(Collected data)
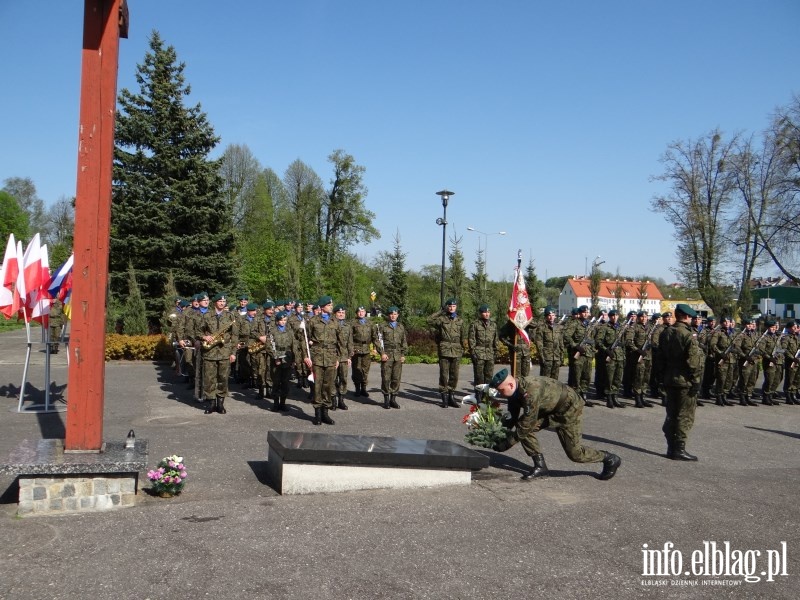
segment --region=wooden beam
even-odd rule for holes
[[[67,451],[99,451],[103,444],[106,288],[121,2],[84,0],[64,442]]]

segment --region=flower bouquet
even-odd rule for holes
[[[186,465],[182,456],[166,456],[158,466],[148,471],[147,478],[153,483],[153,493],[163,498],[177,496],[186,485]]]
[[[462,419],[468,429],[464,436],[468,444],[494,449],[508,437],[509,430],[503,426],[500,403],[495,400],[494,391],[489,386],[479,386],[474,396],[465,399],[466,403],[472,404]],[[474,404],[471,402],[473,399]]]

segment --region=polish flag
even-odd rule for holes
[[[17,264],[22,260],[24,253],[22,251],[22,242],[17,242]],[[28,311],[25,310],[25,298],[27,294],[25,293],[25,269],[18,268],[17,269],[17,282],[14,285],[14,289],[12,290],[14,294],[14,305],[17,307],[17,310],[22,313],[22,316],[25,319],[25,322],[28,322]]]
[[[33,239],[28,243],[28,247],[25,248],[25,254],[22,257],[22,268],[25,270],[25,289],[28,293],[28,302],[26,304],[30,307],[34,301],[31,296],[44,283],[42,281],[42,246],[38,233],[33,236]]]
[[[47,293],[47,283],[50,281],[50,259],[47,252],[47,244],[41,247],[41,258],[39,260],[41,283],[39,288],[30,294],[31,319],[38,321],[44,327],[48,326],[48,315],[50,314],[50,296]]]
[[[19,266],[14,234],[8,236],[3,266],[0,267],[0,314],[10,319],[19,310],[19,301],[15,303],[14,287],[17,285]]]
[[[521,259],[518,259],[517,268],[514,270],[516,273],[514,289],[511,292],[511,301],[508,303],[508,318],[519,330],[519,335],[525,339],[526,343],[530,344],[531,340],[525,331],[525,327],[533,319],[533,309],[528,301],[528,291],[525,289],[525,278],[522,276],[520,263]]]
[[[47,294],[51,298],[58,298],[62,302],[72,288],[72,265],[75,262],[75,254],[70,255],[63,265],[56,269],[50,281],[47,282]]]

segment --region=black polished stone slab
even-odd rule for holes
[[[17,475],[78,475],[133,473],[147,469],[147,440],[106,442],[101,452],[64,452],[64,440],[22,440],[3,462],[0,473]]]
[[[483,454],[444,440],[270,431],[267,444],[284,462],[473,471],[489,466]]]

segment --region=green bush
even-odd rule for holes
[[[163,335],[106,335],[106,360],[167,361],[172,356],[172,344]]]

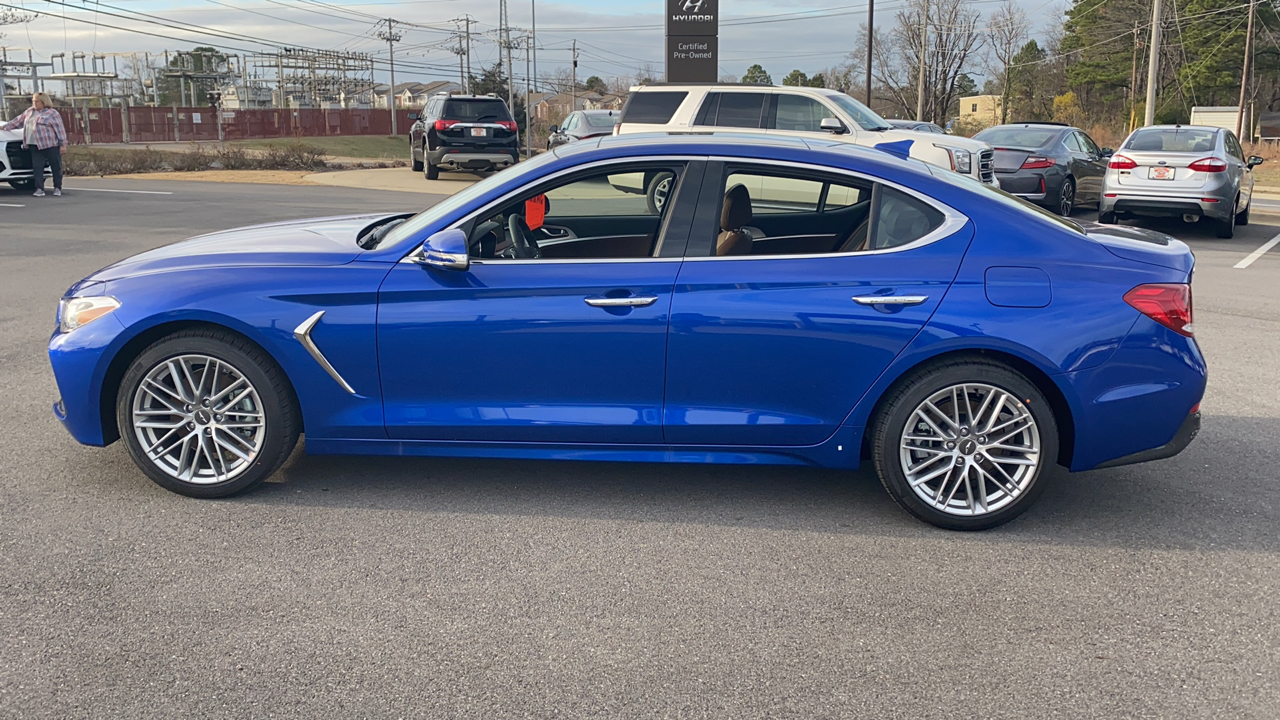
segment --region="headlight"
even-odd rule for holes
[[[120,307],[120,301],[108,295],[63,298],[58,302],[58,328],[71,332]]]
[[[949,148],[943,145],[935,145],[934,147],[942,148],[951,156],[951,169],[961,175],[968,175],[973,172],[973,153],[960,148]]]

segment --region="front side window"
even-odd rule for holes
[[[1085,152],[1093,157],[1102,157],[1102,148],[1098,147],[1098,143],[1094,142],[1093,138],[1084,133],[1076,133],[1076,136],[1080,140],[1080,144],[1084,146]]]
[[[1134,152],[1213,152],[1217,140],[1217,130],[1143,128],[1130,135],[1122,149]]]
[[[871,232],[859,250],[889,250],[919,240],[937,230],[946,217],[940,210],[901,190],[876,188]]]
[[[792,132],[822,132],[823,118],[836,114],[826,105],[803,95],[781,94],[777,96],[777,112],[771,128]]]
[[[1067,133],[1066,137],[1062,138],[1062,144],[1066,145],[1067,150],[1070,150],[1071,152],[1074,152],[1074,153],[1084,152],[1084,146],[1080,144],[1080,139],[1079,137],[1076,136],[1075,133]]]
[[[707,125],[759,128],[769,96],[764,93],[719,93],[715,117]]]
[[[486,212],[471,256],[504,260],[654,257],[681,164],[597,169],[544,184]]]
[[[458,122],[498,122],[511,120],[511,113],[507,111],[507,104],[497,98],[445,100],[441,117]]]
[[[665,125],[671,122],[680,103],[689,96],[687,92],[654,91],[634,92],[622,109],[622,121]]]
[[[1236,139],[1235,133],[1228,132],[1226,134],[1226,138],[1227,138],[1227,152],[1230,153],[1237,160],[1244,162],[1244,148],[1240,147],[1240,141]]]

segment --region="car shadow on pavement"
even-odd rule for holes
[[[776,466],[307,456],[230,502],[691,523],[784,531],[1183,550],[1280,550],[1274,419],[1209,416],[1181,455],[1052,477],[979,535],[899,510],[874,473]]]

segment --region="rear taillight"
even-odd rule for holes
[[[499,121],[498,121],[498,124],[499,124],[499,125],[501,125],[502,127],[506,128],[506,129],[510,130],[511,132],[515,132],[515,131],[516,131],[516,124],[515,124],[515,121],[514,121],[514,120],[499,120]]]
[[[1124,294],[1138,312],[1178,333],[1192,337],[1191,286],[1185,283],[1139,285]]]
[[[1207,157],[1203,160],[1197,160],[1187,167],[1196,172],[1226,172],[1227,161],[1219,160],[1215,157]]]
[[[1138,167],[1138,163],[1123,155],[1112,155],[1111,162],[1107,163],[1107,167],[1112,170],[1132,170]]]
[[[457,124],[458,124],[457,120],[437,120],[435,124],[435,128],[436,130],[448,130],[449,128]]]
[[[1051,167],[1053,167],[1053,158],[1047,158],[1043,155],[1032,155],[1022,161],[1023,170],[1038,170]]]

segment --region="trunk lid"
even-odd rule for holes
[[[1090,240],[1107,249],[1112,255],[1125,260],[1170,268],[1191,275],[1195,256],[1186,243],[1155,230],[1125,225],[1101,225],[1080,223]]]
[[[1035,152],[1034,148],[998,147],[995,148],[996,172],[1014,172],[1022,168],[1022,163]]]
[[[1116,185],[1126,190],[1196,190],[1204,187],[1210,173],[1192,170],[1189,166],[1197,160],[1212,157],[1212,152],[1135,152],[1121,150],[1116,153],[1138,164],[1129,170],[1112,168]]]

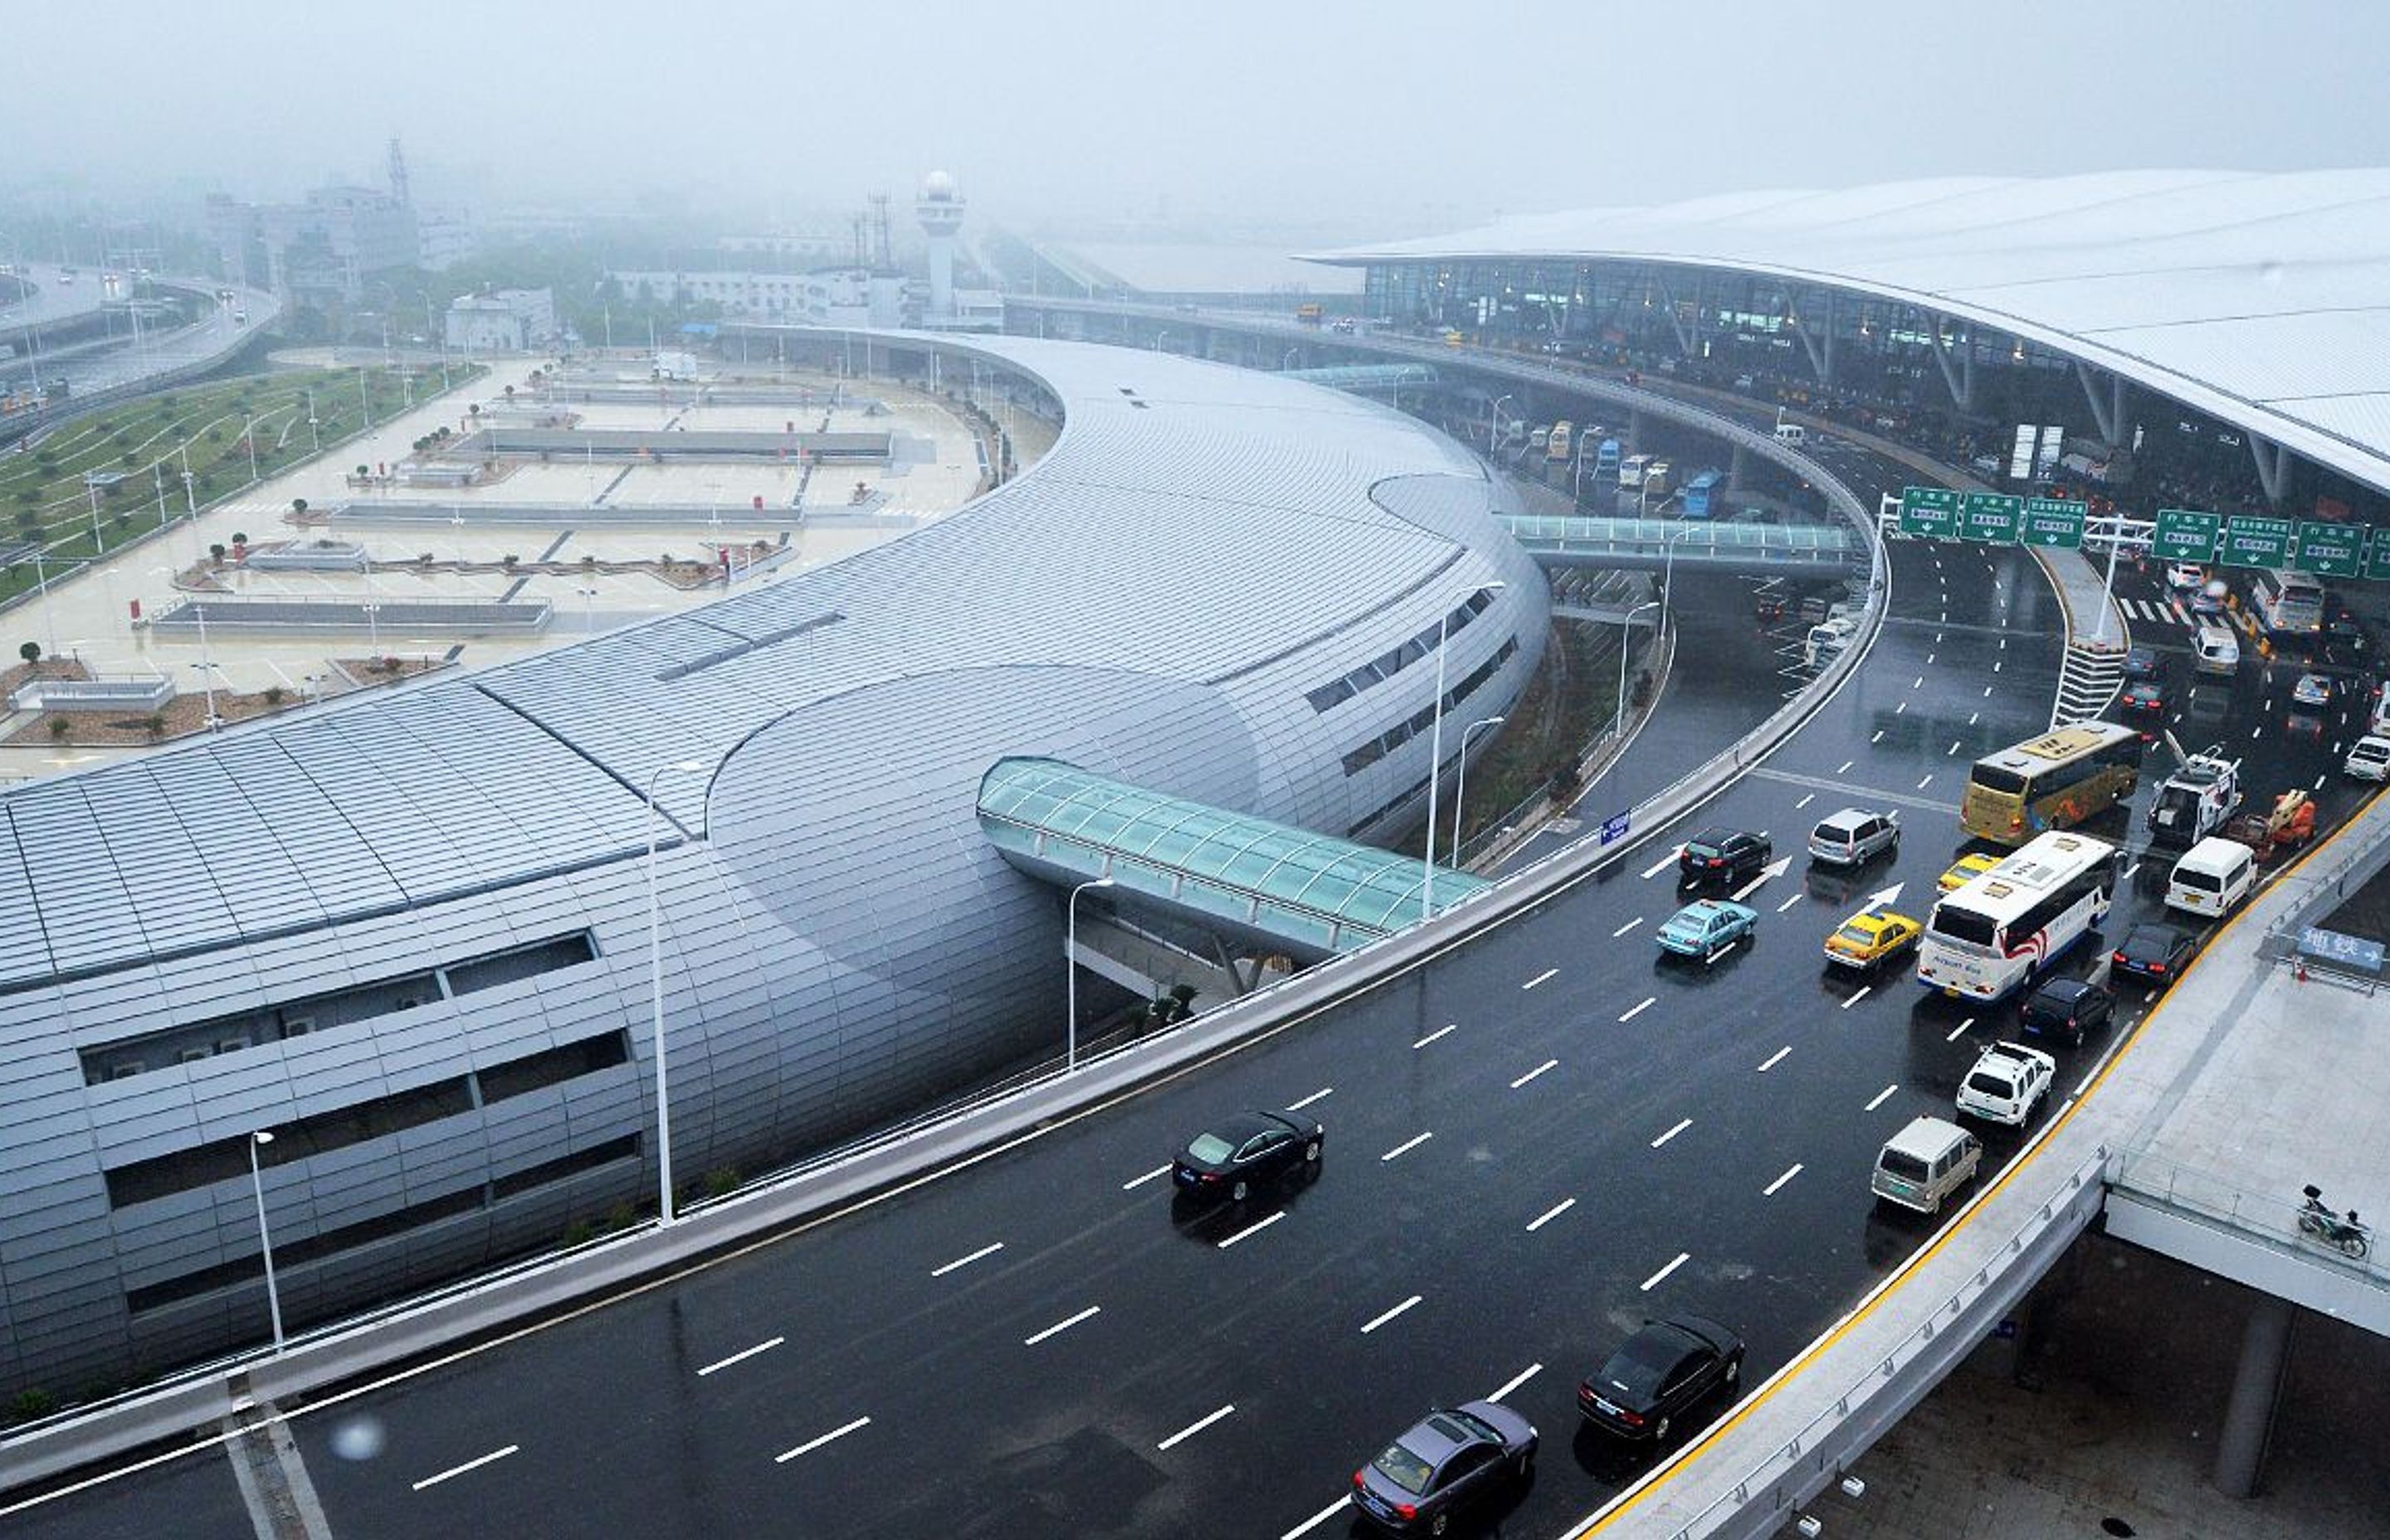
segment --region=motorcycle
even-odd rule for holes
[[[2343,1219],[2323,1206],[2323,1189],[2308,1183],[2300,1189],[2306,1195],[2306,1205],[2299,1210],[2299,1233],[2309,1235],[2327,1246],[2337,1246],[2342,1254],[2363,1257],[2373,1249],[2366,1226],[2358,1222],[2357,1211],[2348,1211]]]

▸ **Exercise description**:
From the entries, copy every line in which the string "region" can be found.

▸ **Response area**:
segment --region=wooden beam
segment --region=flower bouquet
segment --region=polish flag
segment --region=black polished stone slab
segment --region=green bush
segment --region="headlight"
segment --region="front side window"
segment --region="car shadow on pavement"
segment --region="rear taillight"
segment --region="trunk lid"
segment --region=motorcycle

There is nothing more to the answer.